[[ WORKING DATA, beginning ]]

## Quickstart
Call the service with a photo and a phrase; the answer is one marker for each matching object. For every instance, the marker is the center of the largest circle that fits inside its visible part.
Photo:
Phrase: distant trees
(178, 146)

[[ WORKING DATA, end ]]

__EXERCISE AIM__
Every entry above must be returned word for word.

__ANSWER TO THE EXERCISE__
## Quickstart
Call the service with a photo and a phrase; the answer is one marker for each matching object. For every instance, the marker is the center of the largest circle that fits inside its visible part.
Photo:
Phrase: distant trees
(178, 146)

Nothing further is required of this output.